▸ 提供された抜粋:
┄┄┄┄┄┄┄┄┄┄┄┄┄┄┄┄┄┄┄┄

Hugging FaceからGemma 4をダウンロードする方法（重みとGGUF）

Hugging FaceはGemma 4モデル重みをダウンロードするための主要ハブです。ファインチューニング用のオリジナルFP16重み、ローカル推論用のGGUF量子化ファイル — すべてHFに存在します。このガイドではすべてのダウンロード方法を解説し、すぐにモデルを使い始める方法を紹介します。

公式リポジトリ

GoogleはオリジナルのGemma 4重みをHugging Faceで公開しています：

モデル	Hugging Faceリポジトリ	サイズ	フォーマット
Gemma 4 1B IT	google/gemma-4-1b-it	約2 GB	SafeTensors
Gemma 4 4B IT	google/gemma-4-4b-it	約8 GB	SafeTensors
Gemma 4 12B IT	google/gemma-4-12b-it	約24 GB	SafeTensors
Gemma 4 27B IT	google/gemma-4-27b-it	約54 GB	SafeTensors
Gemma 4 E2B IT	google/gemma-4-e2b-it	約4 GB	SafeTensors
Gemma 4 E4B IT	google/gemma-4-e4b-it	約8 GB	SafeTensors

ベース（プレトレーニング済み、非instruction-tuned）モデルも-itの代わりに-ptサフィックスで利用可能です。

GGUFリポジトリ

llama.cpp、Ollama、LM Studioで実行するには、UnslothのGGUFバージョンを取得：

モデル	Hugging Faceリポジトリ	利用可能な量子化
Gemma 4 1B	unsloth/gemma-4-1b-it-GGUF	Q4_K_M, Q5_K_M, Q8_0, IQ4_XS
Gemma 4 4B	unsloth/gemma-4-4b-it-GGUF	Q4_K_M, Q5_K_M, Q8_0, IQ4_XS
Gemma 4 12B	unsloth/gemma-4-12b-it-GGUF	Q4_K_M, Q5_K_M, Q6_K, Q8_0, IQ4_XS
Gemma 4 27B	unsloth/gemma-4-27b-it-GGUF	Q4_K_M, Q5_K_M, Q6_K, Q8_0, IQ4_XS

ダウンロード方法

方法1：huggingface-cli（推奨）

Hugging Face CLIは大きなモデルファイルをダウンロードする最も信頼性の高い方法：

# CLIをインストール
pip install huggingface_hub

# ログイン（gatedモデルに必要）
huggingface-cli login

# 特定のGGUFファイルをダウンロード
huggingface-cli download unsloth/gemma-4-12b-it-GGUF \
  gemma-4-12b-it-Q4_K_M.gguf \
  --local-dir ./models

# 完全な公式モデルをダウンロード
huggingface-cli download google/gemma-4-12b-it \
  --local-dir ./models/gemma-4-12b-it

# 中断されたダウンロードの自動再開
# 同じコマンドを再実行するだけ — 中断したところから続く

方法2：Git LFS

すべてのファイルを含むリポジトリ全体をダウンロード：

# git-lfsをインストール
# macOS
brew install git-lfs

# Ubuntu
sudo apt install git-lfs

# git-lfsを初期化
git lfs install

# モデルリポジトリをクローン
git clone https://huggingface.co/google/gemma-4-12b-it

# GGUFの場合 — 必要なファイルだけクローン
GIT_LFS_SKIP_SMUDGE=1 git clone https://huggingface.co/unsloth/gemma-4-12b-it-GGUF
cd gemma-4-12b-it-GGUF
git lfs pull --include="gemma-4-12b-it-Q4_K_M.gguf"

┄┄┄┄┄┄┄┄┄┄┄┄┄┄┄┄┄┄┄┄

▸ 解くべき課題:
Gemma 4のダウンロード解説にあるGGUFリポジトリの表から、unsloth/gemma-4-12b-it-GGUFで利用可能とされる量子化をすべて挙げてください。

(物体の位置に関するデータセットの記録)
┄┄┄┄┄┄┄┄┄┄┄┄┄┄┄┄┄┄┄┄

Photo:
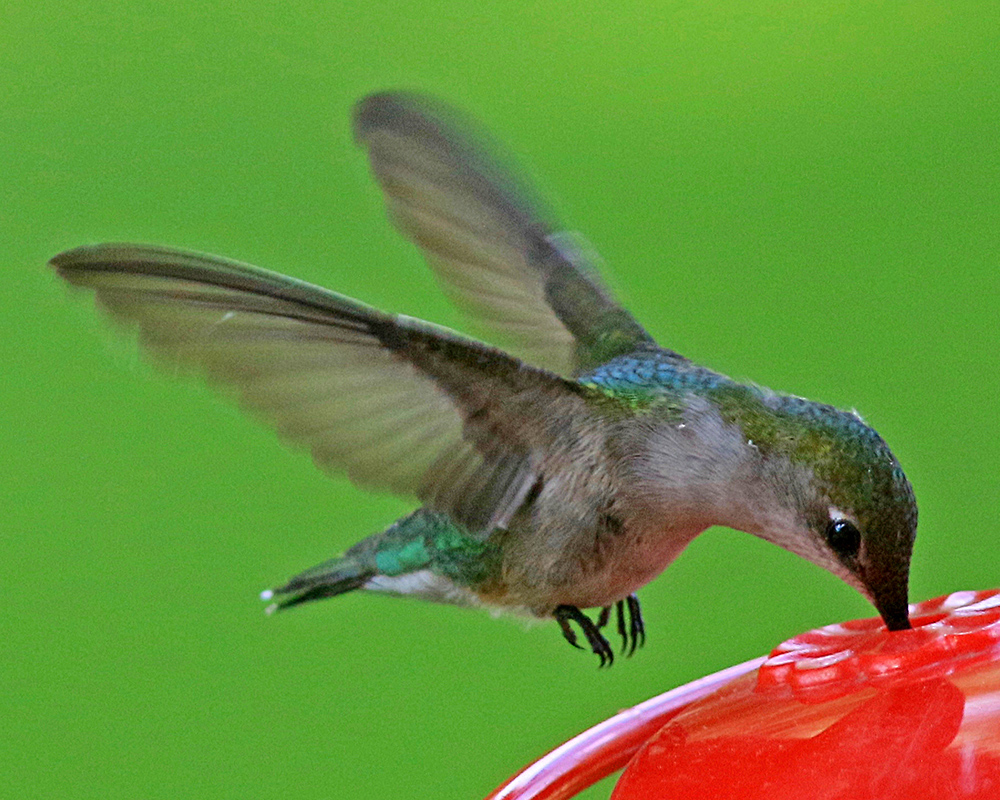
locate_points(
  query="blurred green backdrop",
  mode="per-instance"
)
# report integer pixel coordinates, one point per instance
(801, 194)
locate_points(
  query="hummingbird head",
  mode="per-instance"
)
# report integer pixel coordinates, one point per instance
(841, 498)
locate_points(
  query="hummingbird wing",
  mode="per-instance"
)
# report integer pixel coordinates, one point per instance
(397, 403)
(491, 243)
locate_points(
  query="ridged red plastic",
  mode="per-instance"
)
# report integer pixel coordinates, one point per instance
(845, 712)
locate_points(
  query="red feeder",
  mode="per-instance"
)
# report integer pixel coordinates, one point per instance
(845, 712)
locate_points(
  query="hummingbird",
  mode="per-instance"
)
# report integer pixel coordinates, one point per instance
(560, 473)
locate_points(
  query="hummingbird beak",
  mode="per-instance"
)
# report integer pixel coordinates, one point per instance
(889, 595)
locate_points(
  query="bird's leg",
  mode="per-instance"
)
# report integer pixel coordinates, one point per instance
(634, 635)
(636, 628)
(620, 616)
(598, 644)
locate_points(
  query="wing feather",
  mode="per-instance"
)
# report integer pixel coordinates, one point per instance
(395, 403)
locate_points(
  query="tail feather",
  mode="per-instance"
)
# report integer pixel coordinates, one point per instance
(333, 577)
(424, 543)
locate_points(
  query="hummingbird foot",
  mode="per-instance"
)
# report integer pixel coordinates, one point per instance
(634, 633)
(598, 644)
(636, 628)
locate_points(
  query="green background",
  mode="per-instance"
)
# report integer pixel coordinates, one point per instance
(800, 194)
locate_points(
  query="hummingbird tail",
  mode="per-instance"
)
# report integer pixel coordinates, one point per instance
(425, 554)
(333, 577)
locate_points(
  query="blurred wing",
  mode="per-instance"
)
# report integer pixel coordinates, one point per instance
(396, 403)
(490, 242)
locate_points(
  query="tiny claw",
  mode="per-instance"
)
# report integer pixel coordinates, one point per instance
(620, 614)
(636, 626)
(598, 644)
(568, 634)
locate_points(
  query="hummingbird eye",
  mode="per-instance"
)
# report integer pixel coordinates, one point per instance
(843, 538)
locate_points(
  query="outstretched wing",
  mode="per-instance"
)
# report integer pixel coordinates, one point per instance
(396, 403)
(493, 246)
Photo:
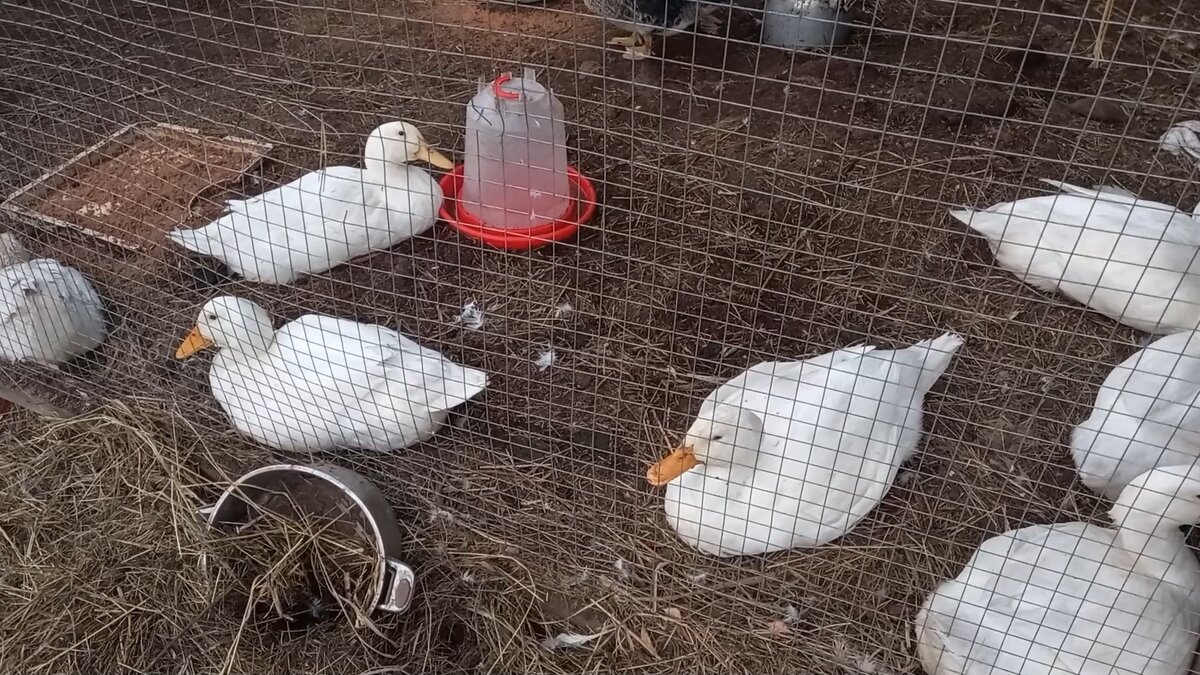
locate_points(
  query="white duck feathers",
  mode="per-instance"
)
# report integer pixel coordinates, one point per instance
(1077, 598)
(322, 382)
(1132, 260)
(834, 431)
(1145, 416)
(328, 216)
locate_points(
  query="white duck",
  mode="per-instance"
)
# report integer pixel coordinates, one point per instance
(796, 453)
(1077, 598)
(48, 311)
(329, 216)
(1134, 261)
(1145, 416)
(321, 382)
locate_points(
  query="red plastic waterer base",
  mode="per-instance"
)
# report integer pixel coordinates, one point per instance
(583, 207)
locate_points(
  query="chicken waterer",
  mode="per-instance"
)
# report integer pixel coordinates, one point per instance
(515, 189)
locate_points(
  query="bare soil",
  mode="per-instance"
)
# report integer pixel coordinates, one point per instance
(755, 204)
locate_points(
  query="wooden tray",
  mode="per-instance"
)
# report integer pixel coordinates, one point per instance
(43, 202)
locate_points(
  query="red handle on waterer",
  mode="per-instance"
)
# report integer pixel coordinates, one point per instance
(498, 88)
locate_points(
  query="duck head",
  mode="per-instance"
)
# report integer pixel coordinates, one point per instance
(11, 251)
(401, 143)
(727, 438)
(228, 322)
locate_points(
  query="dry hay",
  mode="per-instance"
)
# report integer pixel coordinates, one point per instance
(100, 573)
(99, 563)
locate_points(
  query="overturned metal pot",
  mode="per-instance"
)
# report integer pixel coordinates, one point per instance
(799, 24)
(395, 581)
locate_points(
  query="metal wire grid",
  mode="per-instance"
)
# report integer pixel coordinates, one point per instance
(735, 228)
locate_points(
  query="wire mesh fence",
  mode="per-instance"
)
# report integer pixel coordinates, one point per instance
(755, 204)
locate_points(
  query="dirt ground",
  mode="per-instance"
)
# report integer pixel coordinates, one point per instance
(755, 204)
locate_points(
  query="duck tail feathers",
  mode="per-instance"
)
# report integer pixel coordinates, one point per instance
(460, 386)
(966, 216)
(196, 240)
(933, 357)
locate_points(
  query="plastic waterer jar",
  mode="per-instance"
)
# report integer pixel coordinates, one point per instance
(515, 167)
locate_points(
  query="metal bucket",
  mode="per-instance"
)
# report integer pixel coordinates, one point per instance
(796, 24)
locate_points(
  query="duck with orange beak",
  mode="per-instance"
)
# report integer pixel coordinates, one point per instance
(793, 454)
(329, 216)
(322, 383)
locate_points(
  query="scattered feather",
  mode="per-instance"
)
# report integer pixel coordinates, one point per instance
(472, 316)
(545, 360)
(791, 615)
(622, 568)
(568, 640)
(441, 515)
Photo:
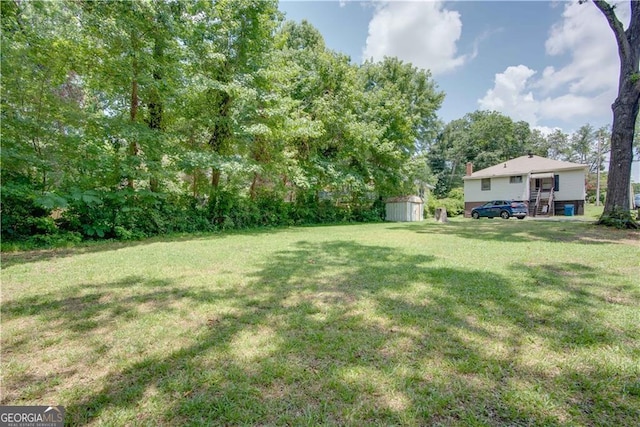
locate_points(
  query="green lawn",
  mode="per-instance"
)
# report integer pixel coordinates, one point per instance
(487, 322)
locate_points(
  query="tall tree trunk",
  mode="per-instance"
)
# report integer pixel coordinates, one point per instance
(133, 111)
(625, 107)
(156, 108)
(219, 140)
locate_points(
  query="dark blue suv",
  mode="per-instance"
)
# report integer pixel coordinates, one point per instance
(502, 208)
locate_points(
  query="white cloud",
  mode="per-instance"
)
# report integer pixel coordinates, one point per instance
(509, 95)
(583, 88)
(545, 130)
(421, 32)
(585, 35)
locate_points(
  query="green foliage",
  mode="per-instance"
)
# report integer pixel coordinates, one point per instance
(199, 116)
(22, 216)
(454, 203)
(619, 218)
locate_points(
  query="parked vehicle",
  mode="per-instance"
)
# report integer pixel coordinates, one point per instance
(502, 208)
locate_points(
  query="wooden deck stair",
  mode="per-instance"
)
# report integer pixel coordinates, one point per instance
(542, 202)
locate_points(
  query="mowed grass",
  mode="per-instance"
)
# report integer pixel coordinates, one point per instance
(487, 322)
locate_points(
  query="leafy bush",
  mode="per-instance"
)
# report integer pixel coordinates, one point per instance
(619, 218)
(22, 216)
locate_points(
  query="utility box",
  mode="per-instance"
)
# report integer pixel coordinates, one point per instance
(404, 209)
(568, 210)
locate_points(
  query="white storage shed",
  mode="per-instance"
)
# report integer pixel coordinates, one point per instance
(404, 209)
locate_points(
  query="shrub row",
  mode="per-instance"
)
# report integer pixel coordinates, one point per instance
(129, 215)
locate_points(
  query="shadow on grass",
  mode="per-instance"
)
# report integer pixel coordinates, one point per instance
(348, 334)
(580, 232)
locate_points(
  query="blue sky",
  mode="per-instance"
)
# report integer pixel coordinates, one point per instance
(553, 64)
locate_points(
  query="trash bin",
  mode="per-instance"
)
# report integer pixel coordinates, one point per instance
(568, 210)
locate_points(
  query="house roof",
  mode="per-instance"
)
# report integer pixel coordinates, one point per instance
(525, 165)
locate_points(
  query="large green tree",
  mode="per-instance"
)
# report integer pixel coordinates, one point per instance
(625, 107)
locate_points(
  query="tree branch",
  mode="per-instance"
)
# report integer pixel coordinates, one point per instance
(617, 27)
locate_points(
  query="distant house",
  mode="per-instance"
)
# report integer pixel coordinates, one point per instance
(547, 185)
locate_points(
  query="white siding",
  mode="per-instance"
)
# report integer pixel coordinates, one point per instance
(501, 188)
(404, 211)
(571, 187)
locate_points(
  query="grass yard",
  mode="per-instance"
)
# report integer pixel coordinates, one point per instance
(487, 322)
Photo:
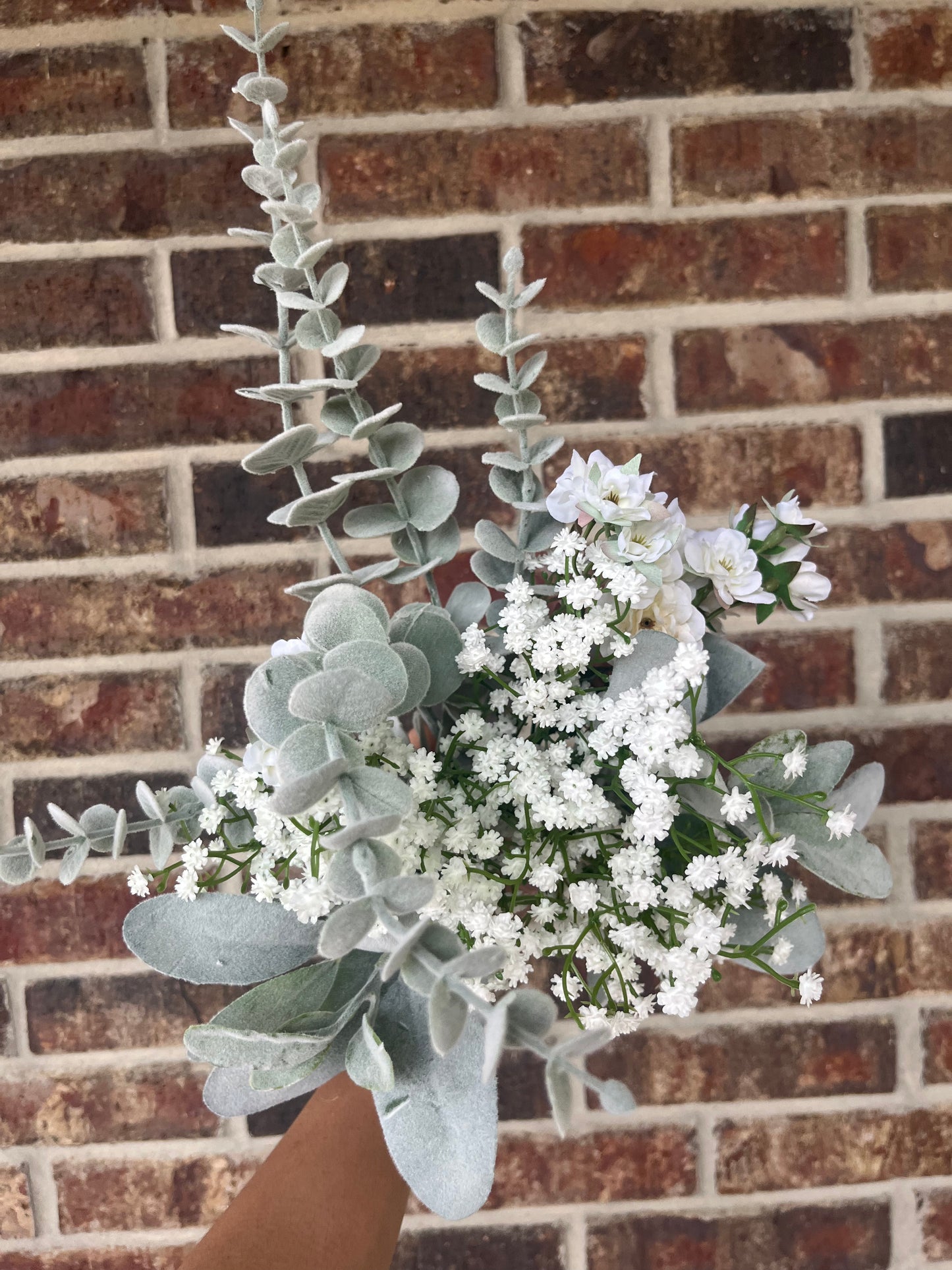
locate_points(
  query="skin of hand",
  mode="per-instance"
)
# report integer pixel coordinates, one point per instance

┄┄┄┄┄┄┄┄┄┄┄┄┄┄┄┄┄┄┄┄

▸ この課題の解答:
Q4_K_M、Q5_K_M、Q6_K、Q8_0、IQ4_XS